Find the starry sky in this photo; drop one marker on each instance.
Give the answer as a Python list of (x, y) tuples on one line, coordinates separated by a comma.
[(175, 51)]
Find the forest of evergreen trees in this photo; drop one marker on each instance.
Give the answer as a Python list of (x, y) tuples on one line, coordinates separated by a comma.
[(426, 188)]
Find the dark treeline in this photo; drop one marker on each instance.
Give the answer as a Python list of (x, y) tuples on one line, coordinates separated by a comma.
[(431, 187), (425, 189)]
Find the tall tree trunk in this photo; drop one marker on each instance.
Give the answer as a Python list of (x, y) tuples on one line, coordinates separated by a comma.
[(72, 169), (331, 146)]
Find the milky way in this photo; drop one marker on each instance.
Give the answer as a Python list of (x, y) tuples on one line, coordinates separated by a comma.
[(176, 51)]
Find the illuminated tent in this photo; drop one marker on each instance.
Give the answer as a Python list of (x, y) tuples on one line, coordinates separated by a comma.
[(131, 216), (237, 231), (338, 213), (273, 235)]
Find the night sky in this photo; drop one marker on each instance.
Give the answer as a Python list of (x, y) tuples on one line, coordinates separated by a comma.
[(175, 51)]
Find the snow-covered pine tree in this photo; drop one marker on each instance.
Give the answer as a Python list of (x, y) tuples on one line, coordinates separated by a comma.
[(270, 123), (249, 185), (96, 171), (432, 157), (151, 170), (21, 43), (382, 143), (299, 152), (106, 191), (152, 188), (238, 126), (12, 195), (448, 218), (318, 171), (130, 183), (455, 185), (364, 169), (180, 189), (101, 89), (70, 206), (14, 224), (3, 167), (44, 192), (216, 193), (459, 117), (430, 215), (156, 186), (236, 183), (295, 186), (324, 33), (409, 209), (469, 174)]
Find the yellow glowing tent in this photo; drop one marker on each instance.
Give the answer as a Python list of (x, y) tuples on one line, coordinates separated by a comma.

★ ★ ★ ★ ★ ★ ★

Present the lines above as a Markdown table with a column headed "Row" for the row number and a column headed "Line" for the line, leaving out blank lines.

| Row | Line |
|---|---|
| 1 | Find the starry sky in this photo; drop one marker on each instance. |
| 2 | Give the answer as a Python list of (x, y) tuples on one line, coordinates separated by a comma. |
| 3 | [(175, 51)] |
| 4 | Find the forest of evergreen trees in this photo; drop one marker on each instance. |
| 5 | Give the answer as a Python list of (x, y) tuples on one line, coordinates separated by a comma. |
| 6 | [(426, 188)] |
| 7 | Find the dark treeline in this photo; drop one marker on each instance. |
| 8 | Give the answer as a Python list of (x, y) tuples on one line, coordinates separated by a comma. |
| 9 | [(431, 187), (425, 189)] |
| 10 | Find the tall tree trunk in this photo; drop one marker on each instance. |
| 11 | Give the answer as a Python list of (x, y) tuples on one line, coordinates separated by a comma. |
| 12 | [(72, 169), (331, 146)] |
| 13 | Find the milky way in this photo; drop one marker on each instance. |
| 14 | Give the answer as a Python list of (x, y) tuples on one line, coordinates separated by a comma. |
| 15 | [(176, 51)] |
| 16 | Find the illuminated tent in this photo; drop one marker on each instance. |
| 17 | Give the answer as a Python list of (x, y) tuples on one line, coordinates separated by a comma. |
| 18 | [(131, 216), (237, 231), (338, 213), (273, 235)] |
| 19 | Find the night sky in this photo; drop one marker on each instance. |
| 20 | Give the answer as a Python list of (x, y) tuples on one line, coordinates separated by a comma. |
| 21 | [(175, 51)] |
| 22 | Find the snow-covered pine tree in this photo; drop one marker on each instance. |
| 23 | Give the answer as a Python list of (x, y) tuples on one line, coordinates separated by a comma. |
| 24 | [(270, 123), (249, 185), (96, 171), (432, 157), (151, 170), (21, 43), (382, 143), (299, 152), (106, 191), (152, 188), (238, 126), (12, 195), (448, 218), (318, 171), (130, 183), (455, 185), (364, 169), (180, 189), (101, 89), (70, 206), (14, 224), (3, 167), (44, 192), (216, 193), (459, 117), (430, 215), (156, 186), (236, 183), (295, 186), (324, 33), (409, 209), (469, 174)] |
| 25 | Find the yellow glowing tent in this photo; drop one marker on each instance. |
| 26 | Give the answer as a Python list of (x, y) tuples on one line, coordinates separated by a comma. |